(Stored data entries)
---*---
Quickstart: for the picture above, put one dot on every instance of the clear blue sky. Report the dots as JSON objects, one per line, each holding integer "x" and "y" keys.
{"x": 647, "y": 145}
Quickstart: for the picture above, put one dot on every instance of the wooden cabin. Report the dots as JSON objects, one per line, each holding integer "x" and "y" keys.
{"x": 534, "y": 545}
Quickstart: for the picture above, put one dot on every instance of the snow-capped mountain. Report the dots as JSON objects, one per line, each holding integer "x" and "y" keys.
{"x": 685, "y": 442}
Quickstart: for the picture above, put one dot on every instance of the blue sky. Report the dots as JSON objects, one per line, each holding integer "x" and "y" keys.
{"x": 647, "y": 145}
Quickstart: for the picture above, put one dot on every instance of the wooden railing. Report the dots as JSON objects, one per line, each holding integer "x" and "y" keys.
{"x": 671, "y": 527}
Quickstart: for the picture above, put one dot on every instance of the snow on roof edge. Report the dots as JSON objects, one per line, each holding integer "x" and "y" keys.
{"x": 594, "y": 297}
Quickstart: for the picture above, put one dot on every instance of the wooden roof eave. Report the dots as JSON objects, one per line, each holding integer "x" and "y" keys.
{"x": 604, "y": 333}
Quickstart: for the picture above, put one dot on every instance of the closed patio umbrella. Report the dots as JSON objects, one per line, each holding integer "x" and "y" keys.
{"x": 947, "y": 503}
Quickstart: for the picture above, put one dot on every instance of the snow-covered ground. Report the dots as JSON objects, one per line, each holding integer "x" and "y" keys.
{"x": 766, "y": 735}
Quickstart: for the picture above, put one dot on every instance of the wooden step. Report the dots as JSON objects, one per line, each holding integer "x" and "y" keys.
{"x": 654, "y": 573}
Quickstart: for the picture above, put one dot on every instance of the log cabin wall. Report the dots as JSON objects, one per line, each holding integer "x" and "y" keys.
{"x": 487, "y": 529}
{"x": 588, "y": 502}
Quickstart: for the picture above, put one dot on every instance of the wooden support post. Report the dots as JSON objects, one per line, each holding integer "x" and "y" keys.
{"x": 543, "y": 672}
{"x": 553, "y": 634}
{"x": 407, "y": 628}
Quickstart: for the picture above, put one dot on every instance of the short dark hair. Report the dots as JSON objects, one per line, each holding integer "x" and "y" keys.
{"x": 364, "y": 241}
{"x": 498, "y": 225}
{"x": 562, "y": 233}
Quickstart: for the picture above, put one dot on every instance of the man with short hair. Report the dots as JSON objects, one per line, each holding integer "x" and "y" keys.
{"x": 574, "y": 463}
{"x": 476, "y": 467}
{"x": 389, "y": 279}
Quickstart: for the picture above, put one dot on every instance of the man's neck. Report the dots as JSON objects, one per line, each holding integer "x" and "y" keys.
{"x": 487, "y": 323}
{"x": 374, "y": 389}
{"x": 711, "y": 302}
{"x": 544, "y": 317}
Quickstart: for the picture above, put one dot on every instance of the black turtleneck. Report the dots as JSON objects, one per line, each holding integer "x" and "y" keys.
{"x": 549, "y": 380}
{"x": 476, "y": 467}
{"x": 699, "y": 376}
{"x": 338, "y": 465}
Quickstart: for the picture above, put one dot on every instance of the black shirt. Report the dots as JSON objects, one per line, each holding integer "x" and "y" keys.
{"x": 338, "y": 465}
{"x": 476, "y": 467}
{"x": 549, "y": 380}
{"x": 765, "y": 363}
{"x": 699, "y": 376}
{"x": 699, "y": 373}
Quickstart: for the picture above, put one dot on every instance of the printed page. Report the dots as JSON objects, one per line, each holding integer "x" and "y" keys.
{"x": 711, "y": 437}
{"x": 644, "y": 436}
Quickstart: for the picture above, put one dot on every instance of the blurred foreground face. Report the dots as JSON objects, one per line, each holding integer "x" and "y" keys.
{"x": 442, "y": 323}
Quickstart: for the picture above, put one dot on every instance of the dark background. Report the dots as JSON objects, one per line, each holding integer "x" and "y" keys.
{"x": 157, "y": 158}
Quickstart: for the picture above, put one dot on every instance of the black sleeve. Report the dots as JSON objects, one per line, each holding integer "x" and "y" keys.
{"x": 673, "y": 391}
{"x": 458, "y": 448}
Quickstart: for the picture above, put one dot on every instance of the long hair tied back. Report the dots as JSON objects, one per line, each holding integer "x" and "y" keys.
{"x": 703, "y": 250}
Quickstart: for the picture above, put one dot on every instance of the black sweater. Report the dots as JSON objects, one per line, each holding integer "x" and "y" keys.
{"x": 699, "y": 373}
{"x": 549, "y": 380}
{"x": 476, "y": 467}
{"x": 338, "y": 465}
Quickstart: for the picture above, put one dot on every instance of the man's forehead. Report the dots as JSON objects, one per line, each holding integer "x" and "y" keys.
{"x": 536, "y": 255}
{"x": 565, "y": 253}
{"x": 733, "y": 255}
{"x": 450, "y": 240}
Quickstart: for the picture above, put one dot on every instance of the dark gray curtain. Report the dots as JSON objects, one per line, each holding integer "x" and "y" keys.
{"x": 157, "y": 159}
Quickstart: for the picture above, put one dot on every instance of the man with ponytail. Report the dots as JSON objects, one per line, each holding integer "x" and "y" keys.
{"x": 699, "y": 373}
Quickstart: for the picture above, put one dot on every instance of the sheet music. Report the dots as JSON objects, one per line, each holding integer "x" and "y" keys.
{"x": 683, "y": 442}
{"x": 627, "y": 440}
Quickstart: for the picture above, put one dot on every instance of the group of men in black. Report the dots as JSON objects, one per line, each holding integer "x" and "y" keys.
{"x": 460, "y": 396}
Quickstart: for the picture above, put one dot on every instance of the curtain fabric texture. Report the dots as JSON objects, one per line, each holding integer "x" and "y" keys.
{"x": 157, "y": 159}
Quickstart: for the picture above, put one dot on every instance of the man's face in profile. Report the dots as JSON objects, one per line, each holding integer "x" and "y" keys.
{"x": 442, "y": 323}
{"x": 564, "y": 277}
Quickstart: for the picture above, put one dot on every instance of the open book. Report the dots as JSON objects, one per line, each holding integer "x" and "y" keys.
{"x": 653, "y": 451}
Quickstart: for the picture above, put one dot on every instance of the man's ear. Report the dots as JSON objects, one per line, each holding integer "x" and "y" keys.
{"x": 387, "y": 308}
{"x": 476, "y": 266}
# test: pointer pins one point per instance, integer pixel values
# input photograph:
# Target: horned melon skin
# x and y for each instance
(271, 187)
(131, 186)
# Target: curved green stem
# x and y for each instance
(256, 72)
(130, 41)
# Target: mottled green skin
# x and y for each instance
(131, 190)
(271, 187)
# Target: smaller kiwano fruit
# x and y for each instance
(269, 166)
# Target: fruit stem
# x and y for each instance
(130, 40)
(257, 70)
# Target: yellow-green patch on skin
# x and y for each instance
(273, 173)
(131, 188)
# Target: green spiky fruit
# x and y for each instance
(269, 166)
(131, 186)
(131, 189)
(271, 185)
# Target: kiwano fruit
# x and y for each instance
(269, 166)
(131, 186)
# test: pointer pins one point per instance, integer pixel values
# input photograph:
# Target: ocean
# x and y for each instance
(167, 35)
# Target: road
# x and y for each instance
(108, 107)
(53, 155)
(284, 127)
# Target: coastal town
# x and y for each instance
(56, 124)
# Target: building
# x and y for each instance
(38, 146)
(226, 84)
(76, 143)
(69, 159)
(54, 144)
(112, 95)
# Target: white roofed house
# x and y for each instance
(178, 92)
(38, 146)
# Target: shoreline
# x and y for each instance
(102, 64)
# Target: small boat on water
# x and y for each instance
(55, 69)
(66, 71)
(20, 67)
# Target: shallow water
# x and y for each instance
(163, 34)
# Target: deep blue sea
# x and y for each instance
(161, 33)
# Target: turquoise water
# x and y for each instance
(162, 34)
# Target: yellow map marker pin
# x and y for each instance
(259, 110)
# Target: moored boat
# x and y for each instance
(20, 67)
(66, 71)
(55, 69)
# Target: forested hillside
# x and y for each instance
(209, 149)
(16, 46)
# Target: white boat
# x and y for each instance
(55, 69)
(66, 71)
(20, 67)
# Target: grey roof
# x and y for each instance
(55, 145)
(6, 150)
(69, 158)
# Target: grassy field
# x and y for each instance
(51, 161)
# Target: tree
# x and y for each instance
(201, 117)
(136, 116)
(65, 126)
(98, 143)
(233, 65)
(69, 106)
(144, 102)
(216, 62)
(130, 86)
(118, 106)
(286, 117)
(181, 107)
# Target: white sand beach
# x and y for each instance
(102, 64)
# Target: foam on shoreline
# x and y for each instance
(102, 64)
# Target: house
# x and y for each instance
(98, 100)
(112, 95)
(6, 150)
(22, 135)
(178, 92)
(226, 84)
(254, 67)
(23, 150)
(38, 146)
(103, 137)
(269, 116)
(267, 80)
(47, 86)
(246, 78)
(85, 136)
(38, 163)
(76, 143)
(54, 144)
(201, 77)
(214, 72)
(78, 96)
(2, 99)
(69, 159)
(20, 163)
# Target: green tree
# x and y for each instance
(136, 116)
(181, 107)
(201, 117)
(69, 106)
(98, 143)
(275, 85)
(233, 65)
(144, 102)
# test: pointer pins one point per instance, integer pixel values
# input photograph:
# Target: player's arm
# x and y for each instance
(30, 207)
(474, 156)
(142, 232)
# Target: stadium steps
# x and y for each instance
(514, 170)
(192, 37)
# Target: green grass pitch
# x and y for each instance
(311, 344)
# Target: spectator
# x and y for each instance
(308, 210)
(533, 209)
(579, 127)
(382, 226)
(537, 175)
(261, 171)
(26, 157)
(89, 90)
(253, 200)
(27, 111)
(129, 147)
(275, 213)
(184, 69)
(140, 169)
---*---
= TO BE DONE =
From the line holding "# Target: forested hillside" down to the final line above, quote every line exactly and only those lines.

= TASK OUTPUT =
# Target: forested hillside
# x and y for each instance
(209, 149)
(16, 46)
# Target: white boat
# x and y for each instance
(55, 69)
(66, 71)
(20, 67)
# Target: grey roof
# x and y for each instance
(55, 145)
(6, 150)
(69, 158)
# Target: grassy field
# x and y for each instance
(51, 161)
# Target: tree
# x and y for each instance
(201, 117)
(136, 116)
(65, 126)
(98, 143)
(233, 65)
(69, 106)
(144, 102)
(216, 62)
(130, 86)
(118, 106)
(286, 117)
(181, 107)
# Target: white sand beach
# x and y for each instance
(102, 64)
# Target: foam on shoreline
# x and y for each instance
(102, 64)
# Target: house
# x and y for each instance
(98, 100)
(112, 95)
(6, 150)
(22, 135)
(178, 92)
(226, 84)
(254, 67)
(23, 150)
(38, 146)
(103, 137)
(269, 116)
(267, 80)
(47, 86)
(246, 78)
(85, 136)
(38, 163)
(76, 143)
(54, 144)
(201, 77)
(214, 72)
(78, 96)
(2, 99)
(69, 159)
(20, 163)
# Target: green tree
# x and y for each instance
(136, 116)
(181, 107)
(201, 117)
(69, 106)
(98, 143)
(275, 85)
(233, 65)
(144, 102)
# test: pointer pins one point per instance, integer pixel values
# input photograph:
# Target: player's arm
# x and y for each instance
(30, 207)
(474, 156)
(142, 232)
# Target: stadium steps
# x and y for each instance
(514, 170)
(192, 37)
# Target: green grass pitch
# x and y for each instance
(311, 344)
# Target: spectator
# x and y for each instance
(308, 210)
(533, 209)
(579, 127)
(382, 226)
(537, 175)
(261, 171)
(26, 157)
(89, 90)
(253, 200)
(27, 111)
(129, 147)
(275, 213)
(184, 69)
(140, 169)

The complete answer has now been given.